Entries from a pointing dataset:
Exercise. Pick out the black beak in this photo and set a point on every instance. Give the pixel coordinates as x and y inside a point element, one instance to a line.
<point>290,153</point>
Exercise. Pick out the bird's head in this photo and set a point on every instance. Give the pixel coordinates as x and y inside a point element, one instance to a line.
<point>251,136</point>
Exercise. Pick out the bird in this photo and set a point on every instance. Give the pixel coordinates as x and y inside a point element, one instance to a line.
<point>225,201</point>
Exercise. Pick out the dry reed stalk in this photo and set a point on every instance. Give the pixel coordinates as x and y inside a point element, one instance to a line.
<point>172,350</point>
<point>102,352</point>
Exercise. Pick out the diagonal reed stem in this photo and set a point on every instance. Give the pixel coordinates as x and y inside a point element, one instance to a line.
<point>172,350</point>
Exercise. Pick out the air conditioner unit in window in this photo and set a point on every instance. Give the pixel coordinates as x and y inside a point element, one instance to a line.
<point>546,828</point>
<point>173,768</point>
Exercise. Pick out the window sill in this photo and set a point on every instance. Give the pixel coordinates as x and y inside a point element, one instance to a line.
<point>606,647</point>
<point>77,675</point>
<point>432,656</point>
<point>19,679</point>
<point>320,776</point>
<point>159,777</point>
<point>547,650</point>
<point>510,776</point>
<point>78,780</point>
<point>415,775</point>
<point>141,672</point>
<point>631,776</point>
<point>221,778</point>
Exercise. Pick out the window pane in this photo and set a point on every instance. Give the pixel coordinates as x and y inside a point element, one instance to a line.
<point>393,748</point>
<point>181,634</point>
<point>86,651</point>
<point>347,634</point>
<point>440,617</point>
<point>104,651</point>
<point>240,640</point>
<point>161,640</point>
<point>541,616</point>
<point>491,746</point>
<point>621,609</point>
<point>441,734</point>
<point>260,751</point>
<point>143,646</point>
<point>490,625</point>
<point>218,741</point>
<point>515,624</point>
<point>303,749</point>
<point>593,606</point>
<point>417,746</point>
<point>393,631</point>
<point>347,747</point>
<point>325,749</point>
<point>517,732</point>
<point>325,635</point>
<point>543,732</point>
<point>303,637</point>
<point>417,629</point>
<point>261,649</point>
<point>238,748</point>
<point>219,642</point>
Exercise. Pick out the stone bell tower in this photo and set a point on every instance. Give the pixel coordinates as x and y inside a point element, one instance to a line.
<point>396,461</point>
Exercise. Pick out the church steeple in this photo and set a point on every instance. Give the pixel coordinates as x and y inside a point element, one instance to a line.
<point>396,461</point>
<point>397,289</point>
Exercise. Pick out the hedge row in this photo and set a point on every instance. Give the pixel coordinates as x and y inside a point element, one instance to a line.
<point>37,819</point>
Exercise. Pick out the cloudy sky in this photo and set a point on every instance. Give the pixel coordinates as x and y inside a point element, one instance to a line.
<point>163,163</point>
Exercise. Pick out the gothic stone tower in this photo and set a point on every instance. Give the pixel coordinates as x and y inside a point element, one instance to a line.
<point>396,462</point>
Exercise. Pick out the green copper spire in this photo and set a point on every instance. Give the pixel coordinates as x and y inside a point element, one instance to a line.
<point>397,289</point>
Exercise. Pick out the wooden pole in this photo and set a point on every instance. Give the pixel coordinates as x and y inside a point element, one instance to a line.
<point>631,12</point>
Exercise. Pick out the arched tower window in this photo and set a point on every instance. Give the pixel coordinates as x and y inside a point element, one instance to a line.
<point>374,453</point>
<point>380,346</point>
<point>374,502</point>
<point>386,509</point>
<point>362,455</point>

Exercise prompt: The lines to reproduce run from the line containing "Exercise. Pick out the wooden" to the end of the listing; write them out exactly and add nothing.

Written reply:
Exercise. Pick out the wooden pole in this photo and set a point on every instance. Give the pixel coordinates as x and y inside a point element, one instance to a line.
<point>631,12</point>
Exercise. Pick out the arched tower window in this photo and set a point on every instance. Give the pixel coordinates as x and y inside a point element, one instance to a line.
<point>374,453</point>
<point>380,346</point>
<point>374,502</point>
<point>386,509</point>
<point>362,455</point>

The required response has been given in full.